◆ Extract to read:
Friday, September 14, 2012
What a difference eight years can make
This moonscape outside Albuquerque echoed my mood -- chilly and barren -- the morning after the 2004 election. George W. Bush had carried the nation, and, of more immediate interest to me, also the electoral votes of New Mexico where I had been working. He had prevailed in the state by barely 5000 votes, a tough reminder that turning out your voters (in this case his Republican ones who were worked by white evangelicals) can make a difference.
Republican Congresswoman Heather Wilson of Albuquerque was also re-elected quite easily even though Kerry narrowly carried her district. She seemed an unbeatable fixture. And she proved herself a survivor by winning again in 2006, a Democratic wave election that swept out most Republicans in slightly Blue districts like hers.
But now, the former Congresswoman is running in a statewide New Mexico race for a U.S. Senate seat against Martin Heinrich, the Democrat who knocked her out of Congress in 2008.

◆ Data lines:
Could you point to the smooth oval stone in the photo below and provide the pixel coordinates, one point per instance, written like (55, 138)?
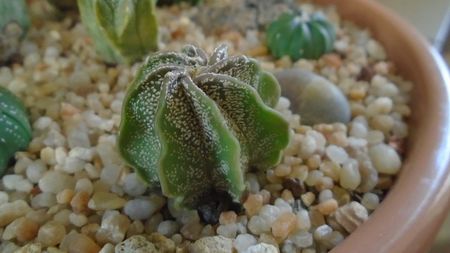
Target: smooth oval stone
(316, 99)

◆ Tasks for this exercise:
1. Translate this sentence from the blog post on New Mexico politics into Spanish: "Republican Congresswoman Heather Wilson of Albuquerque was also re-elected quite easily even though Kerry narrowly carried her district."
2. Write a continuation of the blog post on New Mexico politics that begins after its final sentence.
Nothing in the listing is needed here.

◆ Answers given:
1. La congresista republicana Heather Wilson, de Albuquerque, también fue reelegida con bastante facilidad, aunque Kerry ganó su distrito por un estrecho margen.

2.
And now just about everyone seems to agree that Heinrich is a shoe-in to win, the contest not really competitive. First the national Republicans withdrew their money for TV ads, then the Dems followed suit. The emerging Latino fraction of the New Mexico electorate has turned the state Blue.
As we go into the end of a campaign season in which pundits will bloviate on about how, once again, the election only comes down to a handful of the same old swing states, it is worth remembering that change does happen. New Mexico has shifted pretty definitively to the Democratic column, at least in national elections. Nevada seems to be moving the same way. In 2008, Obama made Colorado and Virginia competitive for Dems; they remain so this year. Ohio and Florida remain perennial swing states but there is real movement elsewhere.
Let's turn out those voters!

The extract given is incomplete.